[start Provided data]

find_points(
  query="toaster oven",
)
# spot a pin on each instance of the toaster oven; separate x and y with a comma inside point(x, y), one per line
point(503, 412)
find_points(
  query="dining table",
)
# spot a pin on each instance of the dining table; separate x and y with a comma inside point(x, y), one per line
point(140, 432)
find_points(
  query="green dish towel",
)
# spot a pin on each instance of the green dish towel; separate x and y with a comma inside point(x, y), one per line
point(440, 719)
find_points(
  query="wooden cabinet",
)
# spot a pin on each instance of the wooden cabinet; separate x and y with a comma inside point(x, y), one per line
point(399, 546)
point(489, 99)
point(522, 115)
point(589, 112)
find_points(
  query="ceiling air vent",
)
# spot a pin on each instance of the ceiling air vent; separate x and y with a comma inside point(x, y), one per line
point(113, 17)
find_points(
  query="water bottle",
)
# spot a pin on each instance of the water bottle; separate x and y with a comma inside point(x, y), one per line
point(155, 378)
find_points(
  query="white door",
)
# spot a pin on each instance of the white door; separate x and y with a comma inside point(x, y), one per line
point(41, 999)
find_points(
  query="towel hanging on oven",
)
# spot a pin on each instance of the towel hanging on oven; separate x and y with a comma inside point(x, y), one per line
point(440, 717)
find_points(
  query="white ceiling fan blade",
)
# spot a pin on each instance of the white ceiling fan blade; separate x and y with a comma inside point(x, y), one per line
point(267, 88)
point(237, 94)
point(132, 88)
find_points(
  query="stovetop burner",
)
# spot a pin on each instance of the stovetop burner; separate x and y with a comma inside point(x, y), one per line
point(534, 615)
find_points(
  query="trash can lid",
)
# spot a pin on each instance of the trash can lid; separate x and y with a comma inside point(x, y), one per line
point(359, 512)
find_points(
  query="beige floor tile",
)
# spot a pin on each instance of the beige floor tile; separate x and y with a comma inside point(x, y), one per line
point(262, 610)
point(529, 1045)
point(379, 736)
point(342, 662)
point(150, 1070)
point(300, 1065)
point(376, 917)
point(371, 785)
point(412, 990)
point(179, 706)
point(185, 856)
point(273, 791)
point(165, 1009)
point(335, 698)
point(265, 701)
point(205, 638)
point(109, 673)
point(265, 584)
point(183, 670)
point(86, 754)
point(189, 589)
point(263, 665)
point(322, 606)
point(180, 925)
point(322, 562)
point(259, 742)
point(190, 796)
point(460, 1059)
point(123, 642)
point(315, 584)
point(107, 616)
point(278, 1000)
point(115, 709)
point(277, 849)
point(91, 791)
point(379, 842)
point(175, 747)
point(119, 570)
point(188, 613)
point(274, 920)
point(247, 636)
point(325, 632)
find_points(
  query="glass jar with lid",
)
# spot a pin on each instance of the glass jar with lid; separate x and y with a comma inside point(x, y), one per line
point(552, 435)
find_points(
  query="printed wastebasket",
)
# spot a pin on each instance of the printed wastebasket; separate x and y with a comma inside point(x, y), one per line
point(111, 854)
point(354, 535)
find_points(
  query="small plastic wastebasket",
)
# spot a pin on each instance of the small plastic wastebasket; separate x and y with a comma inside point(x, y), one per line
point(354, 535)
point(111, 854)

[end Provided data]

## Task brief
Identify every line in the rows above that contains the string "plastic", matching case exactly, and copy each such line.

## Solution for this exercise
  query="small plastic wastebasket",
# spot a pin on each instance of the small plastic wastebasket; separate x and y with a comma inside point(x, y), one per line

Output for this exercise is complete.